● PAGE EXTRACT:
• • • •
Monday, February 21, 2005

Taming Marketing Processes

Business Process Management (BPM), the effort to identify, document, quantify and replicate best practices is coming to marketing. CEOs and CFOs want to know what’s behind the curtain, how much it costs, how much it yields and how much faster and cheaper it can be done. .

Dubbed Marketing Process Management (MPM) or Enterprise Marketing Management (EMM) the movement is much more than buzzwords. It is rooted in material changes and significant savings in time, efficiency and cash gained from process re-engineering in finance, accounting, manufacturing, logistics and supply chain. It’s marketing’s turn.

This business movement, championed by a bevy of opinion leaders, CEO authors and the usual B-school pundits, is based on the premise that every successful business is an aggregation of discrete processes. If you get the processes right and can find efficiencies in aligning simultaneous or sequential processes, you win the game.

The assumption is that marketing, long considered a black hole for budget dollars, can be similarly tightened up. Below is a guide to the topics likely to come under scrutiny as the first wave of BPM sweeps across the land and sets expectations for senior leaders.

Targeting. On a basic level there is a finite, definable universe of buyers, influencers, advisers and spoilers for every b2b product and service. On a sophisticated level, systems should track individuals by industry, segment, product use, title and role in a selling process mapped over time or deal cycles. Yet very few organizations have reliable processes in place to manage target lists and databases. Instead the squeaky wheel gets the grease when there is an obvious or embarrassing mistake or when the pipeline dries up.

And even though names and titles turnover as much as 40% each year, marketers ought to be able to continuously run data collection and cleaning programs to insure they know who to sell to. Ideally these systems incorporate information from sales reps, partners, customer service and online channels and are scrubbed regularly by telemarketers and online updates.








There is a constant anxiety about the quality of target lists and the relevance of the names on these lists when mapped against product or deal cycles. And yet very few companies have put standardized processes in place to manage this on-going need. Data cleansing and updating can be a program that runs quietly in the background of every marketing organization consuming a steady, constant percent of the budget it.

Organizational Alignment. It’s still not uncommon for sales and marketing to have different agendas, timelines, targets, program preferences and budget priorities. Part of this ambivalence is institutional, cultural and personality driven. But there is no real excuse for a corporation’s horses to be pulling in different directions.
• • • •
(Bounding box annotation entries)

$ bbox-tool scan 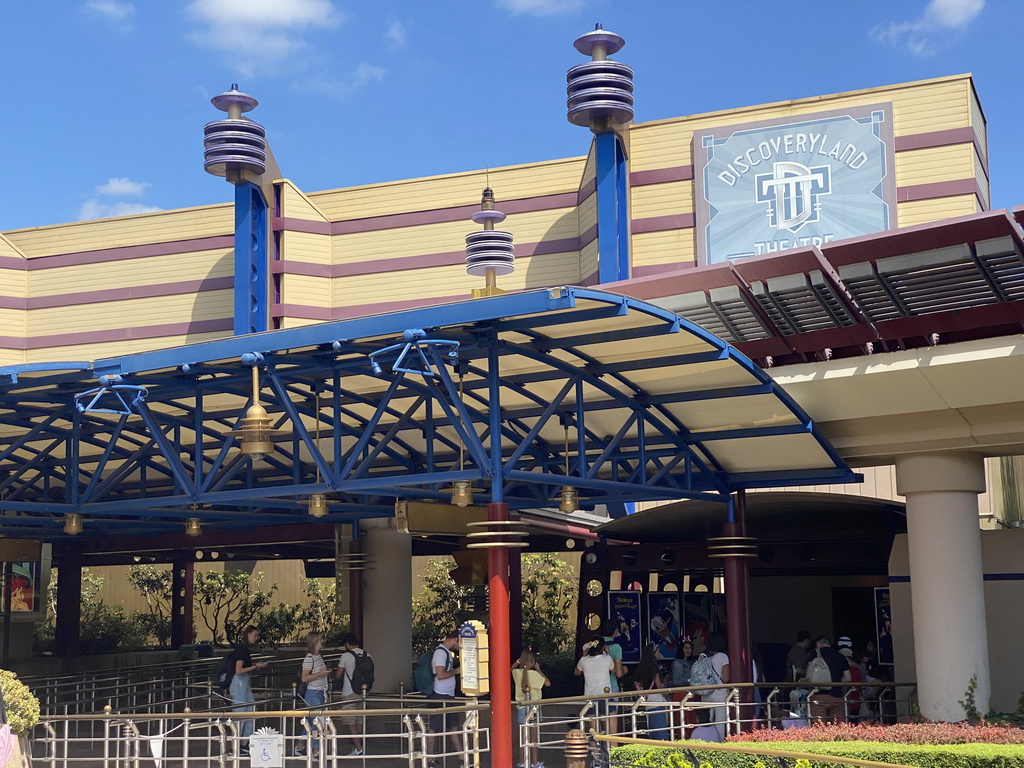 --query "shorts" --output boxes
[338,693,362,725]
[427,693,458,733]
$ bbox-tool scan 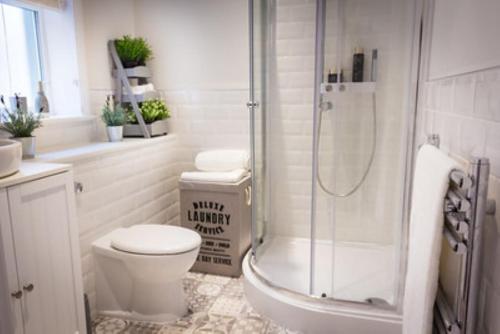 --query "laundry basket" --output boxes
[179,176,251,276]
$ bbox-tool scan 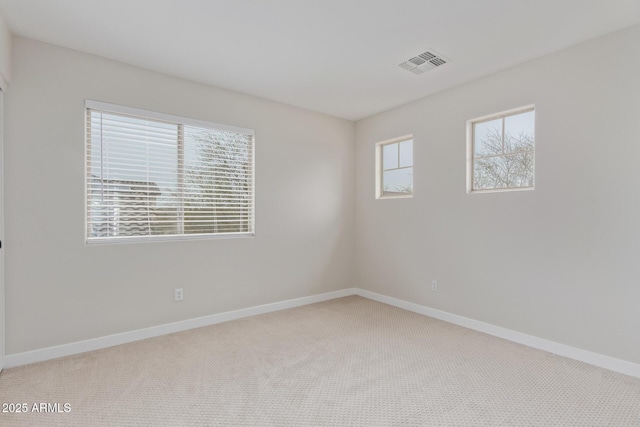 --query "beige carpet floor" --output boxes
[0,297,640,427]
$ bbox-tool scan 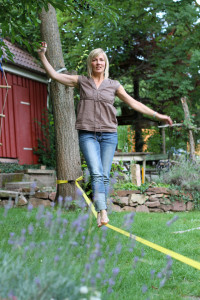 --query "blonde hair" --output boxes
[87,48,109,78]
• • • •
● PROMPT 1: For each statement, say whether it agrees with the post on marketing processes, and quote the deciding words from the post: (a) Names and titles can turn over by as much as 40% a year. (b) Most organizations have reliable processes in place to manage target lists. (c) Marketing has long been considered a black hole for budget dollars.
● PROMPT 2: Write out the passage of the post on marketing processes between "Taming Marketing Processes" and "It’s marketing’s turn.", inclusive, swapping "buzzwords" for "jargon".
The items come from a separate source.

● FINISHED ANSWER 1:
(a) Yes: "names and titles turnover as much as 40% each year"
(b) No: "very few organizations have reliable processes in place to manage target lists and databases"
(c) Yes: "marketing, long considered a black hole for budget dollars"

● FINISHED ANSWER 2:
Taming Marketing Processes

Business Process Management (BPM), the effort to identify, document, quantify and replicate best practices is coming to marketing. CEOs and CFOs want to know what’s behind the curtain, how much it costs, how much it yields and how much faster and cheaper it can be done. .

Dubbed Marketing Process Management (MPM) or Enterprise Marketing Management (EMM) the movement is much more than jargon. It is rooted in material changes and significant savings in time, efficiency and cash gained from process re-engineering in finance, accounting, manufacturing, logistics and supply chain. It’s marketing’s turn.